### [TASK INSTRUCTIONS]
Edit the stretch of the pricing strategies text from "Dynamic pricing requires" through "a status symbol.", giving it again with "brick-and-mortar" changed to "online".

### [EXCERPTED TEXT]
Dynamic pricing requires understanding buyer habits during critical periods. You also need to be flexible and willing to optimize your pricing in real time.

It’s a strategy that makes your customers happy, having found the best deal to brag about. It also helps you maximize your revenue potential. Pricing experiments such as these allow many brick-and-mortar businesses to survive rapidly evolving market preferences.

So, to recap:

  • Value-based pricing requires great branding to communicate the value of your features.
  • Competitive pricing moves fast. It’s a game of checkers instead of chess. It’s focused on stealing customers, acquiring customers, and always offering the best deal.
  • Price skimming relies on a community of early adopters who look at a high price tag as a status symbol.
  • Cost-plus pricing is like DIY for early entrepreneurs. It gets you going, it keeps you in business, makes sure you profit, but might become too simple when more sophisticated inputs and variables become part of the production.
  • Penetration pricing wants to steal the conversation. It wants to become the go-to product overnight. And it competes by going so low that other competitors can’t offer that price while still sustaining their business and company goals. 
  • Dynamic pricing bases your pricing around external factors like demand and seasonality.

### [MATERIAL PROVIDED]
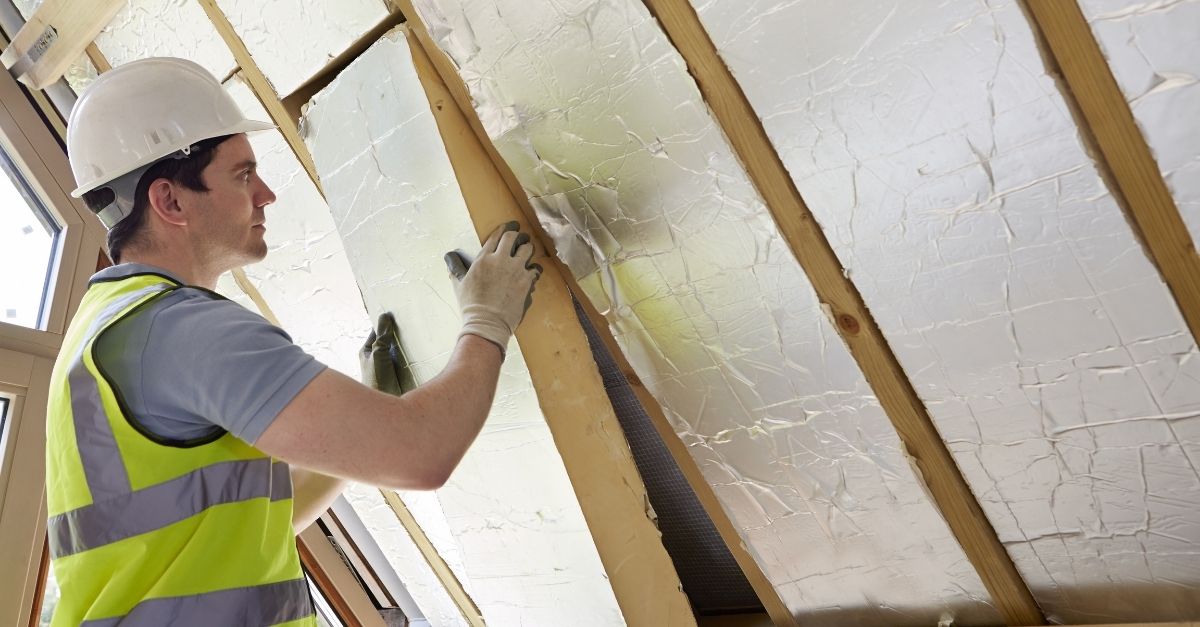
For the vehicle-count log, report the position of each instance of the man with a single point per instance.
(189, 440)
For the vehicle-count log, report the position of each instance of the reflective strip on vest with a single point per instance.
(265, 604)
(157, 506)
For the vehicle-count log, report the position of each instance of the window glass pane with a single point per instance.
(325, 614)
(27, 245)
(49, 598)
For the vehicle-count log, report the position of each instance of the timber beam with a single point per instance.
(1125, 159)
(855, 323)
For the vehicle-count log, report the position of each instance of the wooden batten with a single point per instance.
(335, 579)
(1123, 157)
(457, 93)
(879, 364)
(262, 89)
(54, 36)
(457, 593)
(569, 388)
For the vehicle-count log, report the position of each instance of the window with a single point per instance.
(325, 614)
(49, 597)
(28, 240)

...

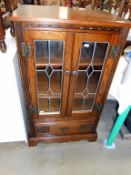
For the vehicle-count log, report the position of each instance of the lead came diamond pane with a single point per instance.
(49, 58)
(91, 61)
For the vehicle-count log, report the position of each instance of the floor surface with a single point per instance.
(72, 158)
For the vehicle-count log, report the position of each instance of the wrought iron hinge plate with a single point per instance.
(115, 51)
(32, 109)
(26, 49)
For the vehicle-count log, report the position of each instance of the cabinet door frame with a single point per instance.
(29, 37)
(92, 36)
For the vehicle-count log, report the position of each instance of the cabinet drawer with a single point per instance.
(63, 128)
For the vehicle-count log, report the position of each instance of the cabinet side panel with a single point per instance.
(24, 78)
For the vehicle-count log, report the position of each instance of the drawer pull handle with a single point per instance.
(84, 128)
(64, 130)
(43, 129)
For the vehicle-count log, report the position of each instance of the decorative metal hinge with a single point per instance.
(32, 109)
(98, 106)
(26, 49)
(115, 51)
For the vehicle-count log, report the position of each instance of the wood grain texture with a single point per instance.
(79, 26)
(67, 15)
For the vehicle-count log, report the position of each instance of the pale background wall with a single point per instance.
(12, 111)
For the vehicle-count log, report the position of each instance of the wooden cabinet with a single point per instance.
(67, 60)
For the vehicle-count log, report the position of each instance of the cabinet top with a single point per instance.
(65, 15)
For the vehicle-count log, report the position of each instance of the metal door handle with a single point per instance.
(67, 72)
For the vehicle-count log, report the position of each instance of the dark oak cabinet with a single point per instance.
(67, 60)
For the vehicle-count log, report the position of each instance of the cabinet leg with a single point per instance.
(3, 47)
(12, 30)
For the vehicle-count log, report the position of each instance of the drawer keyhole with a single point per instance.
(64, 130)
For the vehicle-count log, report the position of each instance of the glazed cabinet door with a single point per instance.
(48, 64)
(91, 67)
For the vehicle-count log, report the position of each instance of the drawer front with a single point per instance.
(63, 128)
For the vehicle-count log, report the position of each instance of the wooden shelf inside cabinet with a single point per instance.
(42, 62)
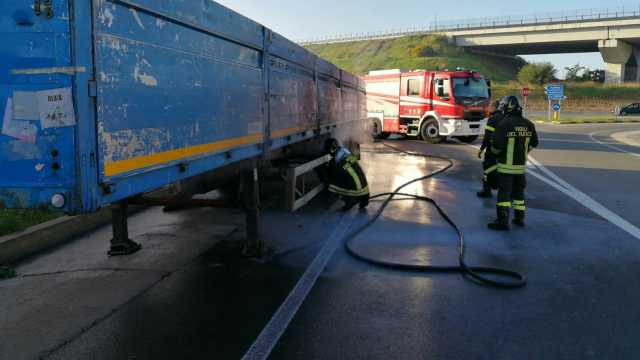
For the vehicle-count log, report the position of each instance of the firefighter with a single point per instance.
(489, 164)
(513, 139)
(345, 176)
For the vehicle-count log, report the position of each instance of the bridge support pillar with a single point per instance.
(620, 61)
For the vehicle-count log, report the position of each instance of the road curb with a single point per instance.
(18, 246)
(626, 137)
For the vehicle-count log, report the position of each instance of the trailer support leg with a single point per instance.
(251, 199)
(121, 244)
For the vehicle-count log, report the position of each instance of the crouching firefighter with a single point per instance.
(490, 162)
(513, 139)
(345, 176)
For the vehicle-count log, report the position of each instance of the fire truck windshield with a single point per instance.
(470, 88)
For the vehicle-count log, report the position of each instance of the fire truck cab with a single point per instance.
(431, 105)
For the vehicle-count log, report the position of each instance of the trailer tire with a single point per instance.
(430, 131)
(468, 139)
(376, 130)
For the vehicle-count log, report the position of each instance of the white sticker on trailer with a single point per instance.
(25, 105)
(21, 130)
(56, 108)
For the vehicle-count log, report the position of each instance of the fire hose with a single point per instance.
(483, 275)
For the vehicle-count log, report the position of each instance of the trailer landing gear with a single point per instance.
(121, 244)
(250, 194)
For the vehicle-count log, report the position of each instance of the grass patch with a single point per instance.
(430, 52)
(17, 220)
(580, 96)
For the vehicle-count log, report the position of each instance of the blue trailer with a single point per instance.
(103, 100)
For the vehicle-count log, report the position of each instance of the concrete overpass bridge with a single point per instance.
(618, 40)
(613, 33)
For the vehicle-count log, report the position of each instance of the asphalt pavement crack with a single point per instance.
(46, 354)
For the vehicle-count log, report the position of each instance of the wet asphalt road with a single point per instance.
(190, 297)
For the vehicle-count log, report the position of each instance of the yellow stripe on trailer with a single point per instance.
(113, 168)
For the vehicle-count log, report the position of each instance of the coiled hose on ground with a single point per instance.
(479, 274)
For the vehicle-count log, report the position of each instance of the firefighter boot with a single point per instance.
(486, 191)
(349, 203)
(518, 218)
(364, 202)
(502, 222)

### [SOLUTION TO THIS TASK]
Dynamic pricing requires understanding buyer habits during critical periods. You also need to be flexible and willing to optimize your pricing in real time.

It’s a strategy that makes your customers happy, having found the best deal to brag about. It also helps you maximize your revenue potential. Pricing experiments such as these allow many online businesses to survive rapidly evolving market preferences.

So, to recap:

  • Value-based pricing requires great branding to communicate the value of your features.
  • Competitive pricing moves fast. It’s a game of checkers instead of chess. It’s focused on stealing customers, acquiring customers, and always offering the best deal.
  • Price skimming relies on a community of early adopters who look at a high price tag as a status symbol.